(Natural language region descriptions)
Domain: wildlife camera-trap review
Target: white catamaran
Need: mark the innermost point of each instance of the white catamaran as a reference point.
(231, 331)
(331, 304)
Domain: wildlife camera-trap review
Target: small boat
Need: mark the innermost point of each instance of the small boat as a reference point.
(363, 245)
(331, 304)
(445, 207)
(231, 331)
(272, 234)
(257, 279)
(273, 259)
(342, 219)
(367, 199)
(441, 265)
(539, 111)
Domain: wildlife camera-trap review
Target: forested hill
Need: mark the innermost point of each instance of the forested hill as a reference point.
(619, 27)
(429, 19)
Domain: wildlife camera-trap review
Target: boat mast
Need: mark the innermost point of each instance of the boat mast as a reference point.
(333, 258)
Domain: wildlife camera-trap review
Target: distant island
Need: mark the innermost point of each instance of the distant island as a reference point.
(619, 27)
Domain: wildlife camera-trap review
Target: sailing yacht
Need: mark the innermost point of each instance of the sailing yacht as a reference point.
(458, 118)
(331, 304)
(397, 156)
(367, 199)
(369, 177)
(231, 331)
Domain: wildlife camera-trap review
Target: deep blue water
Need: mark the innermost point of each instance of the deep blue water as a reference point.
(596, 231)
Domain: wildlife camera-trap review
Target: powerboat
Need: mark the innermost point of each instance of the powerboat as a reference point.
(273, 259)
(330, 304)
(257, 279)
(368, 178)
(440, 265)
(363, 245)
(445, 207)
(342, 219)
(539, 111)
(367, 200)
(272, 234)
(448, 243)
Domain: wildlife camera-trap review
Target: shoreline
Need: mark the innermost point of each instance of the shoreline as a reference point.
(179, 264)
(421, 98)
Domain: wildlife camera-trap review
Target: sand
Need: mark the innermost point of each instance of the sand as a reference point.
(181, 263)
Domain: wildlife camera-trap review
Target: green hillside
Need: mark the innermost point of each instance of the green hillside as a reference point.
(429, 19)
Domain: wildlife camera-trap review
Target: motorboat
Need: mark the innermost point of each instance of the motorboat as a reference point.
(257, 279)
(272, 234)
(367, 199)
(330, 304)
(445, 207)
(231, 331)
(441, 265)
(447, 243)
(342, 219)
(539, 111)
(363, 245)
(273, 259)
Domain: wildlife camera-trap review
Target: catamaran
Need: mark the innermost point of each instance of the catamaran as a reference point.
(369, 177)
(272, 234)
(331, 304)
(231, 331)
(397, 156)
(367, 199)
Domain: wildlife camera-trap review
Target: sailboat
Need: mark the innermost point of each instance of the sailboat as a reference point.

• _Goal of the exercise_: Exactly the lines from the one containing "Need: mark the innermost point of each instance of the deep" to the final line of the entries must be restated, and no others.

• _Reply_:
Need: mark the innermost point of each instance of the deep blue water as a reference point.
(596, 231)
Domain: wildlife camera-trap review
Target: powerboat
Need: mark the innermost point of each instance of the powerboat as a reference point.
(273, 259)
(330, 304)
(257, 279)
(368, 178)
(440, 265)
(363, 245)
(445, 207)
(342, 219)
(539, 111)
(367, 200)
(272, 234)
(448, 243)
Domain: wildlife camera-trap review
Target: shoreline
Need: mark the innermost point of each instance of the shoreline as a reference point.
(179, 264)
(421, 98)
Domain: wildlife camera-trap review
Target: sand
Need: mark the innermost point of each instance of the sand as a reference point.
(181, 263)
Domain: wildlife camera-trap review
Target: green hillside
Need: mark the innermost point of each instance of the green hillside as a reference point.
(429, 19)
Domain: wildlife camera-trap review
Target: motorboat
Need: mark the innermost point of each instance of the motorboat as a reference point.
(257, 279)
(272, 234)
(367, 199)
(330, 304)
(445, 207)
(231, 331)
(441, 265)
(447, 243)
(342, 219)
(539, 111)
(363, 245)
(273, 259)
Domain: wildlife camera-trap review
Target: catamaran
Need: mark the innermost point of each instance of the catamaran as a reference point.
(369, 177)
(272, 234)
(331, 304)
(231, 331)
(397, 156)
(367, 199)
Domain: wildlife camera-trap review
Target: sailboat
Need: mark the innermost point of each instance of the sailboat as a reference point.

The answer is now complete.